Podcast true crime: come il male di persone in carne ed ossa diventa un lurido intrattenimento
“Vedo così tanto feticismo. Non voglio essere un’altra ragazza che ridacchia di un omicidio”: così esordisce uno dei personaggi del nuovo romanzo di Rebecca Makkai, di cui leggo sul NY di questa settimana. Nel mirino, la passione per i podcast true crime, il loro clamore offensivo, la frenesia delle accuse, il gusto di evocare mostri da disprezzare, la predatorietà dei giornalisti e l’avidità con cui il pubblico consuma queste storie: in definitiva, il potenziale di trasformare il male di persone in carne ed ossa in intrattenimento.

- [OBIETTIVO A] Riassumi in forma di elenco il paragrafo del brano fornito che inizia con "Vedo così tanto feticismo", mantenendone i fatti principali.

- [RIGHE DA ELABORARE]
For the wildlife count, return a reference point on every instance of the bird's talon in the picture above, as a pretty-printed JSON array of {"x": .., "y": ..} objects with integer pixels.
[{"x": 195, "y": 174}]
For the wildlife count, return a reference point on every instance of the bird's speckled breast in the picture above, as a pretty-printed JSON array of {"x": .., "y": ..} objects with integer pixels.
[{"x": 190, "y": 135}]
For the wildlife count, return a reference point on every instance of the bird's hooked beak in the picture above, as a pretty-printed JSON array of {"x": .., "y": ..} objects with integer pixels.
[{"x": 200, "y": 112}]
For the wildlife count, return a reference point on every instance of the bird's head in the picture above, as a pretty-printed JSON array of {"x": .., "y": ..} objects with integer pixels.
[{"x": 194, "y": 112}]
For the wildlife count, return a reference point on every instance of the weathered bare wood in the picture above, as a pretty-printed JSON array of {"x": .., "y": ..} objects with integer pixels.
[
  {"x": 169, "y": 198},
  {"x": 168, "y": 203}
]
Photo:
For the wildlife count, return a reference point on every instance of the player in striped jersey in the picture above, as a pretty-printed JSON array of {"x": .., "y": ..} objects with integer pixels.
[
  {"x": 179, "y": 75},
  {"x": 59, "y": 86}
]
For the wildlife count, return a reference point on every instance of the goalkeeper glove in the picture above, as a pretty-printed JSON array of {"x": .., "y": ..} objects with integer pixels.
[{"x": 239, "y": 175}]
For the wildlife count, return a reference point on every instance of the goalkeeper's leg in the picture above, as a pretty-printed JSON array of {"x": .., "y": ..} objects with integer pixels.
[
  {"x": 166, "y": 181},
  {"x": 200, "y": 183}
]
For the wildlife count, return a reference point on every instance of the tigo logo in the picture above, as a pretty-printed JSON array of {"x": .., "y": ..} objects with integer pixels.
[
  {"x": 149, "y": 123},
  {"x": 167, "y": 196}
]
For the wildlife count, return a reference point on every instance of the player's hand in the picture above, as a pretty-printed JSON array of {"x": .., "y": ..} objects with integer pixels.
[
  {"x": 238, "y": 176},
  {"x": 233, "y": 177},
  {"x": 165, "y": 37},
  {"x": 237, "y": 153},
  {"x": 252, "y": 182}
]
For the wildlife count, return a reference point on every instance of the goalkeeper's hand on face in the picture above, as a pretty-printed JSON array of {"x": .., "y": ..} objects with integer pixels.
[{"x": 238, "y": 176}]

- [OBIETTIVO B] Riscrivi le righe che vanno da quella contenente "the goalkeeper's hand" fino all'ultima riga, sostituendo "hand on face" con "hand over face" e lasciando tutto il resto invariato.

- [SOLUZIONE SCRITTA A]
- La frase "Vedo così tanto feticismo. Non voglio essere un'altra ragazza che ridacchia di un omicidio" è di un personaggio del nuovo romanzo di Rebecca Makkai, di cui si parla sul NY di questa settimana.
- Il romanzo prende di mira la passione per i podcast true crime e in particolare:
  - il loro clamore offensivo;
  - la frenesia delle accuse;
  - il gusto di evocare mostri da disprezzare;
  - la predatorietà dei giornalisti;
  - l'avidità con cui il pubblico consuma queste storie.
- In definitiva, critica il potenziale di trasformare in intrattenimento il male di persone in carne ed ossa.

- [SOLUZIONE SCRITTA B]
For the wildlife count, return a reference point on every instance of the goalkeeper's hand over face in the picture above, as a pretty-printed JSON array of {"x": .., "y": ..} objects with integer pixels.
[{"x": 238, "y": 176}]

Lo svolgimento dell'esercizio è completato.